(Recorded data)
Begin

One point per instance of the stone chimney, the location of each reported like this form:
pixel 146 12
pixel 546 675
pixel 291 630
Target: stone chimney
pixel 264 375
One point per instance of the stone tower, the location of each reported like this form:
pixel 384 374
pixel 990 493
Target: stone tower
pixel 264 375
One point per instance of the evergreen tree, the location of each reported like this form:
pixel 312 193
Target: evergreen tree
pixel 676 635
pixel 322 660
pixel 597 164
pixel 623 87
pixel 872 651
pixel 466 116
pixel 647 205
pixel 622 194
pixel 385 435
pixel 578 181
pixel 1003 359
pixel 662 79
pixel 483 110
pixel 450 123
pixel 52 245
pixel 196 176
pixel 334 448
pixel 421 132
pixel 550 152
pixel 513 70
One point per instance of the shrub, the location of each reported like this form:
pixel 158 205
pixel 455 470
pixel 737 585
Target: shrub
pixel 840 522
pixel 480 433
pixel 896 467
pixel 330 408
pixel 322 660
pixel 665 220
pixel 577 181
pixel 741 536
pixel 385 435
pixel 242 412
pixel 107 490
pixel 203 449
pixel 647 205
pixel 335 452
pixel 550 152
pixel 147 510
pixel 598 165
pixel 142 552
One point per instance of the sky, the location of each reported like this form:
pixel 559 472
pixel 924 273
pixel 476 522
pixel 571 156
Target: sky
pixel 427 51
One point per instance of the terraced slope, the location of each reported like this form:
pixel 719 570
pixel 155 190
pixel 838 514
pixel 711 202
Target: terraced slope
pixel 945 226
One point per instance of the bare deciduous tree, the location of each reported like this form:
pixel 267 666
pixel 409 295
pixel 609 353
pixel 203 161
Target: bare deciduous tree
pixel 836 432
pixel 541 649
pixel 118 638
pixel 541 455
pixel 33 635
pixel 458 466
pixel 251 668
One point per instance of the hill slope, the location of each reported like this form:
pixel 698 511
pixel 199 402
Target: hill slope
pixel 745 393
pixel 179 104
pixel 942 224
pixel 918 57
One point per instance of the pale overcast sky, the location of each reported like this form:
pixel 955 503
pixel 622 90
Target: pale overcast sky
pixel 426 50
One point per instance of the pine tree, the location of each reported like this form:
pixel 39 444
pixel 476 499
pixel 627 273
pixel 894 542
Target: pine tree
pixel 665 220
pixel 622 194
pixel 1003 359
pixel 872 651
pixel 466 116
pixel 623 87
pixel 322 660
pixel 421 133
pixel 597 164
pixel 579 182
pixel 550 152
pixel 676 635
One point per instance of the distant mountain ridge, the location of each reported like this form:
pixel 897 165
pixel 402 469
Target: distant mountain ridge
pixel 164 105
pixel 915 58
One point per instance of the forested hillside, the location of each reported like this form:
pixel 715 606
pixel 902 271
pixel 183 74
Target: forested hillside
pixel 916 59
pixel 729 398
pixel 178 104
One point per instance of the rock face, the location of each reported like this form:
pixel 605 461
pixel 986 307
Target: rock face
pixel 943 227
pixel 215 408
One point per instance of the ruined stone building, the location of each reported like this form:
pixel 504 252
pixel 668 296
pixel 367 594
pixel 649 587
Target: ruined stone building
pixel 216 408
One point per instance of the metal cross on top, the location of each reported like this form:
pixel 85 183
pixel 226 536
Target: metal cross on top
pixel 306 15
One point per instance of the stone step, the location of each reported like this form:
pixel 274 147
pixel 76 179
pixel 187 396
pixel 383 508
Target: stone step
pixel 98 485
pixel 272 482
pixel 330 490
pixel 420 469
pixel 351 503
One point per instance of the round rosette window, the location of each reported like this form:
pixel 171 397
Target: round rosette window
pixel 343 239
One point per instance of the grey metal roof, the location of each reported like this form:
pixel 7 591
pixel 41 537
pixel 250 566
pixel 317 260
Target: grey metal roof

End

(Exercise prompt)
Revise the material above, replacing each occurrence of "Target" with "Object" and leaving every other line unchanged.

(Exercise result)
One point per instance of the stone chimney, the location of each reported like this form:
pixel 146 12
pixel 546 675
pixel 291 630
Object: stone chimney
pixel 264 375
One point per instance of the stone tower, the location of each reported like this form:
pixel 384 374
pixel 990 493
Object: stone tower
pixel 264 375
One point per instance of the evergreen tree, the location of each reported like this form:
pixel 312 193
Object: evergreen tree
pixel 676 635
pixel 322 660
pixel 597 164
pixel 623 87
pixel 872 651
pixel 466 116
pixel 647 205
pixel 622 194
pixel 385 435
pixel 578 181
pixel 1003 359
pixel 662 79
pixel 483 110
pixel 450 123
pixel 52 245
pixel 196 176
pixel 334 448
pixel 421 132
pixel 550 152
pixel 513 70
One point per instance of the shrub, the location of each reported like this form:
pixel 158 205
pixel 455 470
pixel 737 585
Object: shrub
pixel 840 522
pixel 480 433
pixel 896 467
pixel 330 408
pixel 322 660
pixel 665 220
pixel 577 181
pixel 741 536
pixel 385 435
pixel 242 412
pixel 107 490
pixel 203 449
pixel 647 205
pixel 335 452
pixel 550 152
pixel 147 510
pixel 598 165
pixel 142 552
One point per instance of the sky, the location of each reported like this form:
pixel 559 472
pixel 924 273
pixel 476 522
pixel 571 156
Object: sky
pixel 427 51
One point per instance of the terraced slope, the location of each reported like this form:
pixel 719 570
pixel 155 190
pixel 838 514
pixel 711 202
Object: terraced slope
pixel 945 226
One point per instance of the bare deciduous tree, the location of each reported like this form:
pixel 267 666
pixel 409 295
pixel 609 353
pixel 203 161
Object: bare deciduous tree
pixel 836 432
pixel 541 649
pixel 118 638
pixel 541 455
pixel 33 635
pixel 458 466
pixel 251 668
One point per instance of the hill slope, the location of each reported like this form:
pixel 698 511
pixel 199 402
Object: hill slope
pixel 745 393
pixel 179 104
pixel 942 224
pixel 918 57
One point per instance of the pale overcast sky, the location of each reported like this form:
pixel 955 503
pixel 622 90
Object: pale overcast sky
pixel 426 50
One point per instance of the pine tree, the location of each reported like this form:
pixel 39 444
pixel 476 499
pixel 627 273
pixel 894 542
Object: pine tree
pixel 665 220
pixel 622 194
pixel 1003 359
pixel 872 651
pixel 466 116
pixel 623 87
pixel 322 660
pixel 421 133
pixel 597 164
pixel 579 182
pixel 550 152
pixel 676 635
One point per instance of the distant mountain ridge, the location of each reported like this form:
pixel 897 165
pixel 402 469
Object: distant mountain ridge
pixel 164 105
pixel 915 58
One point per instance of the forested hillside, the location of each reported like this form:
pixel 715 606
pixel 902 271
pixel 183 74
Object: forested hillside
pixel 916 59
pixel 729 398
pixel 178 104
One point per instance of the rock face, the location of each reported like this form:
pixel 605 461
pixel 986 307
Object: rock face
pixel 943 227
pixel 215 408
One point per instance of the ruined stone building, the location of each reported like this form:
pixel 504 252
pixel 668 296
pixel 367 594
pixel 649 587
Object: ruined stone building
pixel 216 408
One point per instance of the metal cross on top, the location of each reported like this form:
pixel 85 183
pixel 226 536
Object: metal cross on top
pixel 306 15
One point per instance of the stone step, the location of each reported like this form:
pixel 274 147
pixel 76 179
pixel 187 396
pixel 383 508
Object: stone step
pixel 98 485
pixel 272 482
pixel 330 490
pixel 420 469
pixel 351 503
One point per instance of the round rosette window, the location of each reported like this form:
pixel 171 397
Object: round rosette window
pixel 343 239
One point per instance of the grey metal roof, the location of each reported like this form:
pixel 7 591
pixel 41 537
pixel 250 566
pixel 317 260
Object: grey metal roof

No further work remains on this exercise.